EXERCISE :: Could you pick up the passage describing the participants in the cross-language prosody experiment after its last sentence and carry it on?

SOURCE ::
150 participants took part in the experiment. They were all university students or held recently obtained MA degrees. The mean age for Persian, Dutch, Japanese, Indonesian and French was 27 (SD = 7), 27 (SD = 4), 21 (SD = 3), 27 (SD = 4) and 29 (SD = 8), respectively. None of the participants had stayed in a foreign country for more than 18 months, nor had they had any professional musical training, which might have facilitated this prosodic SRT [35]. The Persian participants were recruited in Tehran and tested at the University of Tehran, the Japanese participants were recruited in the Tokyo area and tested at Waseda University, the Dutch participants were recruited in Nijmegen and tested at Radboud University Nijmegen, while the French participants were from the Provence-Alpes-Côte d'Azur region and were tested at Laboratoire Parole et Langage (LPL) in Aix-en-Provence. Half of the Indonesian participants, all of whom were fluent in standard Indonesian, were recruited in the Netherlands and tested at Radboud University Nijmegen, while the other half were recruited and tested at the University of Muhammadiyah Malang in East Java. The average number of trials participants needed to pass the training identification task and the warm-up block was 40. The scores of one French and three Persian listeners were discarded because they produced more than 150 incorrect responses in the warm-up block. Four new subjects (one French and three Persian) were tested at Radboud University Nijmegen.

SUPPLIED INFORMATION ::
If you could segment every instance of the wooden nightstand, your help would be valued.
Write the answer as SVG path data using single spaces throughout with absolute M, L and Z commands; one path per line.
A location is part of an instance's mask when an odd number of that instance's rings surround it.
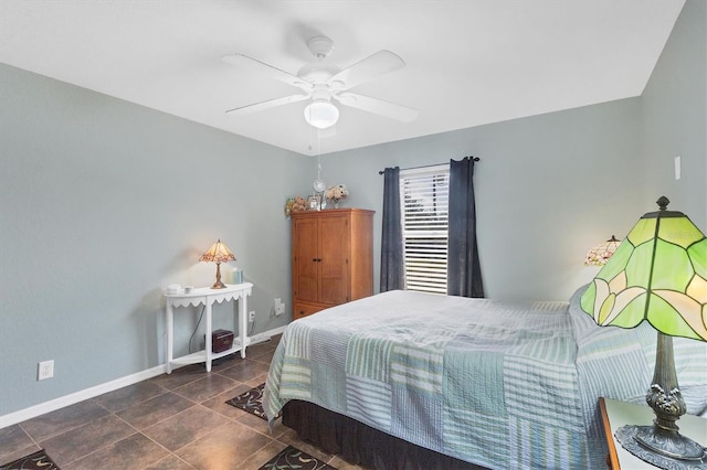
M 604 434 L 606 435 L 606 444 L 609 445 L 609 456 L 606 456 L 606 464 L 612 470 L 624 469 L 653 469 L 657 467 L 644 462 L 633 453 L 621 447 L 621 444 L 614 437 L 616 429 L 624 425 L 648 426 L 653 424 L 653 409 L 648 406 L 634 405 L 631 403 L 618 402 L 610 398 L 599 398 L 599 407 L 601 409 L 601 419 L 604 424 Z M 699 442 L 701 446 L 707 444 L 707 419 L 699 416 L 683 415 L 677 421 L 680 434 Z

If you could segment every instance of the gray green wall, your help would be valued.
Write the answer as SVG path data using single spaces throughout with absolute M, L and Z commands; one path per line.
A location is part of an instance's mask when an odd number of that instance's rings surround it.
M 707 2 L 688 0 L 642 97 L 645 211 L 669 209 L 707 231 Z M 674 178 L 680 156 L 682 178 Z
M 463 129 L 328 154 L 325 178 L 377 211 L 379 170 L 444 163 L 473 154 L 478 249 L 486 296 L 569 299 L 595 270 L 587 250 L 621 235 L 640 211 L 640 99 Z M 626 214 L 630 216 L 626 217 Z M 380 257 L 380 236 L 376 238 Z M 378 271 L 377 271 L 378 276 Z
M 643 97 L 323 156 L 327 183 L 351 190 L 346 204 L 377 211 L 377 278 L 378 171 L 391 165 L 482 158 L 493 298 L 569 298 L 595 274 L 587 249 L 623 236 L 659 193 L 707 228 L 706 23 L 688 0 Z M 196 259 L 218 237 L 255 285 L 254 332 L 284 324 L 282 209 L 315 175 L 316 159 L 0 65 L 0 419 L 161 364 L 161 288 L 209 285 L 213 265 Z M 275 297 L 284 317 L 271 314 Z M 230 327 L 220 307 L 214 325 Z M 179 319 L 184 341 L 193 323 Z M 55 377 L 38 382 L 48 359 Z
M 255 286 L 253 332 L 288 322 L 271 309 L 306 157 L 4 65 L 0 132 L 0 416 L 163 363 L 162 288 L 213 284 L 217 238 Z M 177 314 L 178 353 L 196 318 Z

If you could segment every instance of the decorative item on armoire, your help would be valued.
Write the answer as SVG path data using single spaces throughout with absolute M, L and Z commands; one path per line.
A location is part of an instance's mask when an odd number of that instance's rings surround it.
M 211 248 L 199 258 L 200 261 L 215 263 L 217 264 L 217 281 L 211 286 L 212 289 L 223 289 L 225 284 L 221 282 L 221 263 L 235 261 L 235 256 L 221 238 Z
M 650 212 L 631 229 L 580 300 L 602 325 L 657 330 L 655 370 L 646 403 L 653 426 L 615 432 L 624 449 L 663 469 L 707 469 L 707 450 L 678 432 L 687 406 L 677 384 L 673 337 L 707 342 L 707 238 L 682 212 Z
M 337 184 L 329 186 L 325 194 L 328 200 L 334 201 L 334 209 L 339 209 L 339 201 L 349 195 L 349 190 L 344 184 Z

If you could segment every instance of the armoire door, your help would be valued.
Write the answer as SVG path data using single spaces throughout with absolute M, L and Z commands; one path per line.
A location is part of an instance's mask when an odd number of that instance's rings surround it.
M 348 218 L 319 218 L 319 302 L 339 305 L 348 301 Z
M 295 266 L 293 291 L 295 299 L 318 301 L 319 267 L 319 224 L 316 218 L 298 218 L 293 221 L 293 266 Z

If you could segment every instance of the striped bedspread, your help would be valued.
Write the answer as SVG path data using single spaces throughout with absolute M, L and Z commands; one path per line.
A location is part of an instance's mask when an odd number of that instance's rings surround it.
M 291 323 L 263 406 L 312 402 L 493 469 L 605 468 L 603 391 L 582 389 L 595 362 L 578 361 L 576 328 L 569 302 L 380 293 Z

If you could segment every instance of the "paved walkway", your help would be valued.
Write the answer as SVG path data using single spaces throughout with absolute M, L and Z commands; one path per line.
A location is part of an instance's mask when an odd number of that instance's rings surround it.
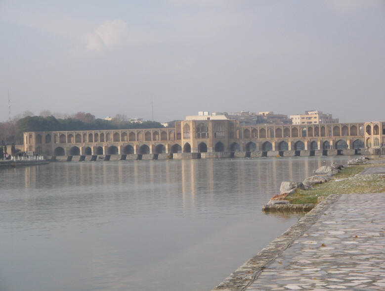
M 385 290 L 385 193 L 342 194 L 246 289 Z

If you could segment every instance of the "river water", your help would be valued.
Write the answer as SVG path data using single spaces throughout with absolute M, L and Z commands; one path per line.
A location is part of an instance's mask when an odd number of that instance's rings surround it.
M 348 157 L 52 163 L 0 171 L 0 290 L 210 290 L 299 214 L 282 181 Z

ANSWER BELOW ::
Ethics Statement

The study was approved by Ethics Assessment Committee of the Faculty of Arts at Radboud University Nijmegen, and written consent was obtained from participants. All participants were paid a small fee for their participation.

Results

Dupoux and colleagues normalized the stress contrast scores relative to a baseline by subtracting the scores of the segmental contrast from them [12], while in an earlier study they had processed the stress contrast directly [16]. These authors discussed some arguments for and against the baseline method [12]. An argument they raise against it is that difference scores should have inherent measurement errors that are twice the size of those of absolute scores and are for this reason less reliable. However, according to [36], our procedure falls within the great majority of experimental conditions in which difference scores are quite reliable. We chose to use absolute scores, because we have a relatively large and homogeneous participant group, 30 in our case, against 12 in [12]. Also, we failed to find any significant differences between participant groups on the segmental contrast, which is an indication that there was no need for this baseline in the analysis of the prosodic contrast scores. By not using difference scores, we moreover avoided a decision on what the optimally language-neutral choice for the segmental contrast should be. With the minimal pairs we used, based on [15], we have no a priori guarantee that the status of this particular segmental contrast is equivalent across languages.

Responses that were fully correct transcriptions of the input sequence were labelled CORRECT, while all other responses were labelled INCORRECT. Tables 4, 5 and 6 give score values for each language group as a function of contrast and stimulus type at the 3-word, 4-word and 5-word levels of sequence length, respectively. We had no missing data.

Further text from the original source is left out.